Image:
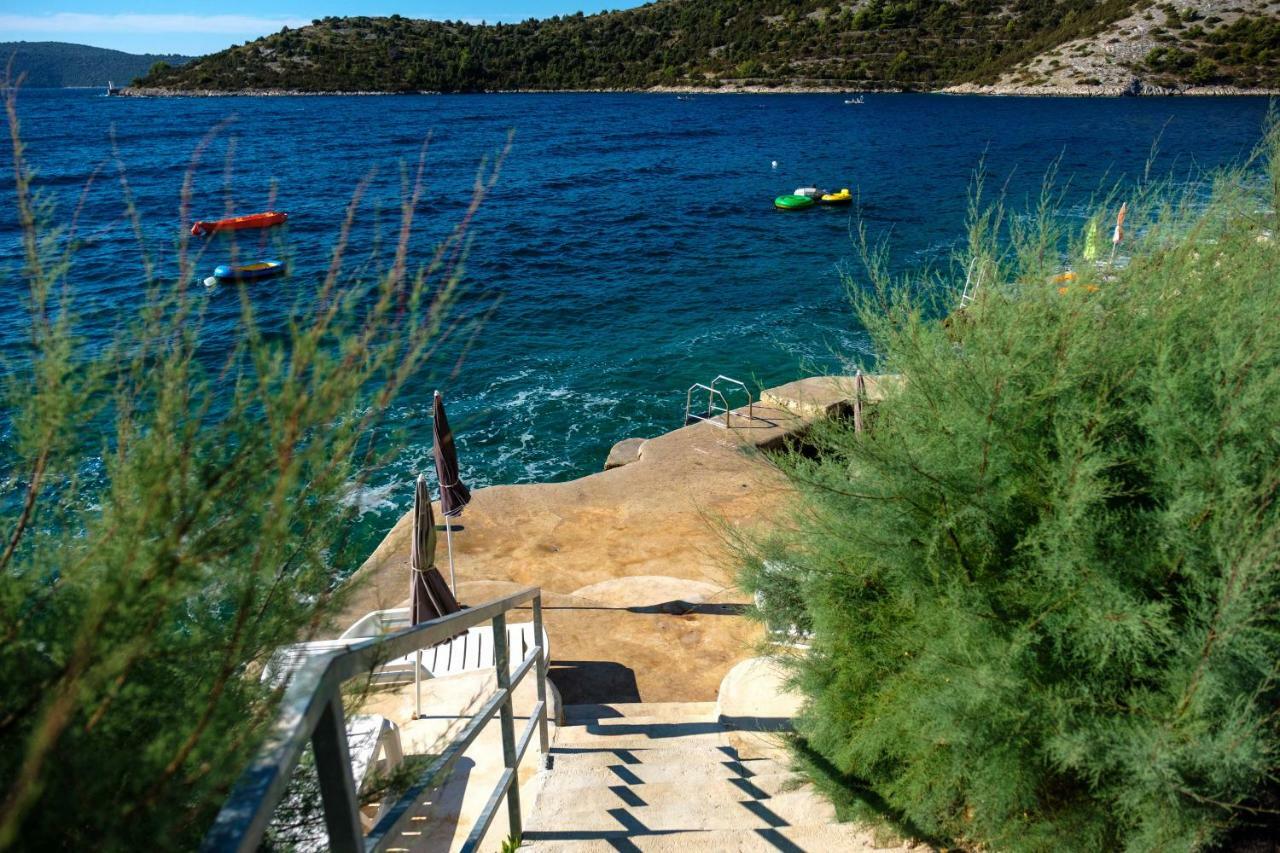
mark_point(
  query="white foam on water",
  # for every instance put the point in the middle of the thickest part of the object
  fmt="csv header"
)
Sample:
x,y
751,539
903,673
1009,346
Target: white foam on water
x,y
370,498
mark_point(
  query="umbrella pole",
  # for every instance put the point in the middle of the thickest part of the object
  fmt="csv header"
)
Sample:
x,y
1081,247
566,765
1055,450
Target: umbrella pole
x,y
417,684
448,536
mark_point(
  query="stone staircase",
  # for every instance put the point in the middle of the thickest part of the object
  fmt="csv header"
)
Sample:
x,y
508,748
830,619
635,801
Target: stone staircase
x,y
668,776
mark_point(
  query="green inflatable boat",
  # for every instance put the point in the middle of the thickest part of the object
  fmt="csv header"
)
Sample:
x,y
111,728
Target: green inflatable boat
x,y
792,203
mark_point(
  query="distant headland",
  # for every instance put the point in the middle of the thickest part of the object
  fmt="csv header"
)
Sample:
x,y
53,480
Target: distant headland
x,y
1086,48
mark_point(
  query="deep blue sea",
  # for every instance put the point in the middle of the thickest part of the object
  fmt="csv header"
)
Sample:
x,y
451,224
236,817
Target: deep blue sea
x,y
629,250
===============
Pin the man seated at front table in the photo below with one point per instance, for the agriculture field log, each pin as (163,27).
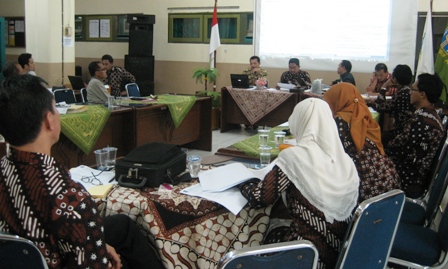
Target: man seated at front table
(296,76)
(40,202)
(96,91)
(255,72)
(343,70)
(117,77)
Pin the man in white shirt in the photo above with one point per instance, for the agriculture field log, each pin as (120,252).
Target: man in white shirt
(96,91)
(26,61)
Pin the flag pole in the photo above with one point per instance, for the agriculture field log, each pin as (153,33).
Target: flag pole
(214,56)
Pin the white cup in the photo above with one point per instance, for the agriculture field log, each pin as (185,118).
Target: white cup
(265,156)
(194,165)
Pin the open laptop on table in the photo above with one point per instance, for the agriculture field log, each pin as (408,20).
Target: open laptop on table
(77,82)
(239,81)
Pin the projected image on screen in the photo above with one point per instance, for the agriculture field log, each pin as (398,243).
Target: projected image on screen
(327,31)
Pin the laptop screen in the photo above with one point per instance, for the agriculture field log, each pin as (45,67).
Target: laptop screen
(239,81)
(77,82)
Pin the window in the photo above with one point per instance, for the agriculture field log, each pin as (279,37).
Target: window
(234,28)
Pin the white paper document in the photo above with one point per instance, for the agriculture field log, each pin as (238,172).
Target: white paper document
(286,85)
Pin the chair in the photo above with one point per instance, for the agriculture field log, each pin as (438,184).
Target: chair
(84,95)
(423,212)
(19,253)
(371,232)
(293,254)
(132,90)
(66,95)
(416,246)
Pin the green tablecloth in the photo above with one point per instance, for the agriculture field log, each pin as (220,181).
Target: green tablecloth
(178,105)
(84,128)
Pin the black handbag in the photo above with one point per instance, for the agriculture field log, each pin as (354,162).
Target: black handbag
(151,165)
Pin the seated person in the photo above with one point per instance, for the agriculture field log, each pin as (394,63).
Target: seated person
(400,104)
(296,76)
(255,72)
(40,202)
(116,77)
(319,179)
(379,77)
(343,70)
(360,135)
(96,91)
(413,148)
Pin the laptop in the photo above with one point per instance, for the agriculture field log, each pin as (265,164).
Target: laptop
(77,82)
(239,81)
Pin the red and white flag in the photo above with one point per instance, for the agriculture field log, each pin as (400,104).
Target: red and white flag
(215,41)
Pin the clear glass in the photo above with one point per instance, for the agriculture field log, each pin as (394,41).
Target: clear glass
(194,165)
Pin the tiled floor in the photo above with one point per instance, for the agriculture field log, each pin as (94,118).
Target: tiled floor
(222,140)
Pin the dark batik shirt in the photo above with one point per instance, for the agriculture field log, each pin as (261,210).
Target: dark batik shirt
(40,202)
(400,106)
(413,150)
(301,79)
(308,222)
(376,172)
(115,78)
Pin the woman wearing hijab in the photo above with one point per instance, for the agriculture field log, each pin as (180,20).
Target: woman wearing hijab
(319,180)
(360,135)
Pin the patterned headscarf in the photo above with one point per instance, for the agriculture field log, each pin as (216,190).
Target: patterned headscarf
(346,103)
===============
▶ [PROBLEM TO WORK ON]:
How many lines of the records contain the word "handbag"? Reply with the number alone.

▶ [OUTPUT FOR THIS EXERCISE]:
2